EXCERPT PROVIDED →
----------

You don’t need a recipe to cook leftovers. You just have to heat them up. But you have to do it tastefully, and there are some important principles that should be followed. If they are, and the leftovers are properly resurrected, round two could very well eclipse the first.
When deciding how much food to reheat, keep in mind that the nutritional value of food breaks down with successive heatings and coolings, as does the food’s aesthetic value. You don’t want to face the prospect of leftover leftovers.
If all you want to do is simply reheat last night’s glory, then you might as well do it in the oven. It will heat the food, put a little brown crisp on top and won’t screw anything up. I like to customize my leftovers as I reheat them, so I prefer the pan.
I start by frying the leftover proteins, be they ham, fish or tofurkey, in olive oil. Any cooking oil, or even butter, will work, but the drippings in the pan do not qualify as oil. While they do contain grease, there are many more constituents as well, some of which will burn in a hot pan.
But the drippings are valuable in their own right. I regard drippings as a poor man’s demi-glace, to be used judiciously and thoughtfully in order to add richness to the food. When it’s almost done cooking, simply add drippings to the refried leftovers pan. A recipe like spiced parsnip bubble and squeak would likely have you include fresh onions, caramelized in oil or butter. I rarely bother, as the leftovers themselves likely contain caramelized onions.
As the proteins sputter in the oil, add whatever else you want to cook, in order of longest to shortest cooking times. Add potatoes and carrots first, so they can brown. Add greens, broccoli and other sensitive veggies at the end, so they don’t overcook.
Fry at no higher than at low-medium heat. There should be no rush, and you don’t want to put yourself in a position where you have to act quickly to prevent burning. Especially on New Year’s Day.
While reheating, I don’t like to stir the whole pan together into some kind of mishmash goulash surprise. Instead, I’ll stir each little pile of individual leftovers, keeping the groups separate. When the proteins are sputtering, stir in some minced garlic. Once the garlic has had a moment to cook, and the kitchen smells amazing, gingerly stir in some of those pan drippings.
If you’ve been nibbling at the leftovers as they reheat, and there’s almost nothing left for breakfast—or if you just really want to pig out—now would be a good time to consider adding an egg to the pan.
Scrambling an egg in with the leftovers may sound like an easy way to go, but it’s a tricky move to pull off in an appetizing way. The egg will absorb all kinds of unsightly bits and pieces of food, stick to the pan, and perhaps burn. If you want scrambled eggs with your leftovers, it’s best to scramble them in a separate pan and add them to the leftovers.
Cooking a fried egg atop the leftovers, however, is a completely respectable way to go. The leftovers should be fully reheated by the time the egg is cracked, with each component pile of leftovers having achieved its requisite skin of pan-fried crisp. The garlic and pan drippings have been added. It’s time to turn off the pan, in other words.
But first, crack an egg (or two) on top of the whole business. Choose a place to dump the egg where it will stay together, rather than letting the egg white spread like a creeping amoeba into crevices among the leftovers.
Add a few drops of water to any exposed patches of bare pan, and cover the pan with a tight lid so the eggs steam. At this point, the leftovers could probably use a little water anyway, to loosen up some of the crispy refried turkey and potatoes that have bonded to the pan.
Peek at the egg while it cooks, adding more water if necessary to keep it steaming. When the egg is done to your liking, serve the leftovers or eat them straight from the pan. Have a bottle of hot sauce on hand, as well as coffee, mayo, the newspaper and whatever else you need to fully enjoy your refried leftover breakfast. ‘Tis the season, after all.

----------

WORK TO COMPLETE →
1) In the piece on reheating leftovers, what is the highest heat at which the leftovers should be fried?
2) Translate this sentence from the piece on reheating leftovers into Spanish: "Add potatoes and carrots first, so they can brown."

[Stored items]
----------

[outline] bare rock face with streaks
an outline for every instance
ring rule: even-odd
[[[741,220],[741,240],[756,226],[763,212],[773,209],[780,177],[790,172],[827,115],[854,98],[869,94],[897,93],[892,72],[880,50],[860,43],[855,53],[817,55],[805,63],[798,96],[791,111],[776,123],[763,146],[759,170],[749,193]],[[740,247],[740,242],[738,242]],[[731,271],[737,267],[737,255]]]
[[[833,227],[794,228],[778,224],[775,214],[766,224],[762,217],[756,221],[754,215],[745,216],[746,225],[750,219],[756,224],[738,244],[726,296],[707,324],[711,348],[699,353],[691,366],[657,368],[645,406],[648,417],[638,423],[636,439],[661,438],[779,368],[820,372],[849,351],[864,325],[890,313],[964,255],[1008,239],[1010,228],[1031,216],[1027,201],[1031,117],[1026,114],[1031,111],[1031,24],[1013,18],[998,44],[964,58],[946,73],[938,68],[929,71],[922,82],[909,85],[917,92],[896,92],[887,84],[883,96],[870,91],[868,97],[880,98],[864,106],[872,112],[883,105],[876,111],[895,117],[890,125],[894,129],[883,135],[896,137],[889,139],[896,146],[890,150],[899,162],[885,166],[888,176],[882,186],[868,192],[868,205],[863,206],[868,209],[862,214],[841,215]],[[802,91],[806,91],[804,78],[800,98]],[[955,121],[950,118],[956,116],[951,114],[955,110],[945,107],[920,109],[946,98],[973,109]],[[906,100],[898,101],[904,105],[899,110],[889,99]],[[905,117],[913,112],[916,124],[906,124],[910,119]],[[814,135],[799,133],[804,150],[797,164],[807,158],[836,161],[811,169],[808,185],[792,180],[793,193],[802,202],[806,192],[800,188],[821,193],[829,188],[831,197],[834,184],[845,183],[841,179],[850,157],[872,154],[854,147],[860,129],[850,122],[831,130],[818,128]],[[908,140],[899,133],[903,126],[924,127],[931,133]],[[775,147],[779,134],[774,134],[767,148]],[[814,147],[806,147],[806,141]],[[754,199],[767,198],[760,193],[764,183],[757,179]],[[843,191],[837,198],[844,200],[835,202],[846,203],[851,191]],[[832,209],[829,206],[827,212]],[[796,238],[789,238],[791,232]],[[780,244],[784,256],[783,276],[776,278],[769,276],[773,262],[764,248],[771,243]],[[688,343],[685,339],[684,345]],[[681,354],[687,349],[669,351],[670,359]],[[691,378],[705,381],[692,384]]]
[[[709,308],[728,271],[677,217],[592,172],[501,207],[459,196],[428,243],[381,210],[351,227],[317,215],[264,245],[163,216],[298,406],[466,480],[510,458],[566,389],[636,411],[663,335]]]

----------

YOUR WRITTEN ANSWERS →
1) No higher than low-medium heat.

2) Agrega primero las papas y las zanahorias, para que se doren.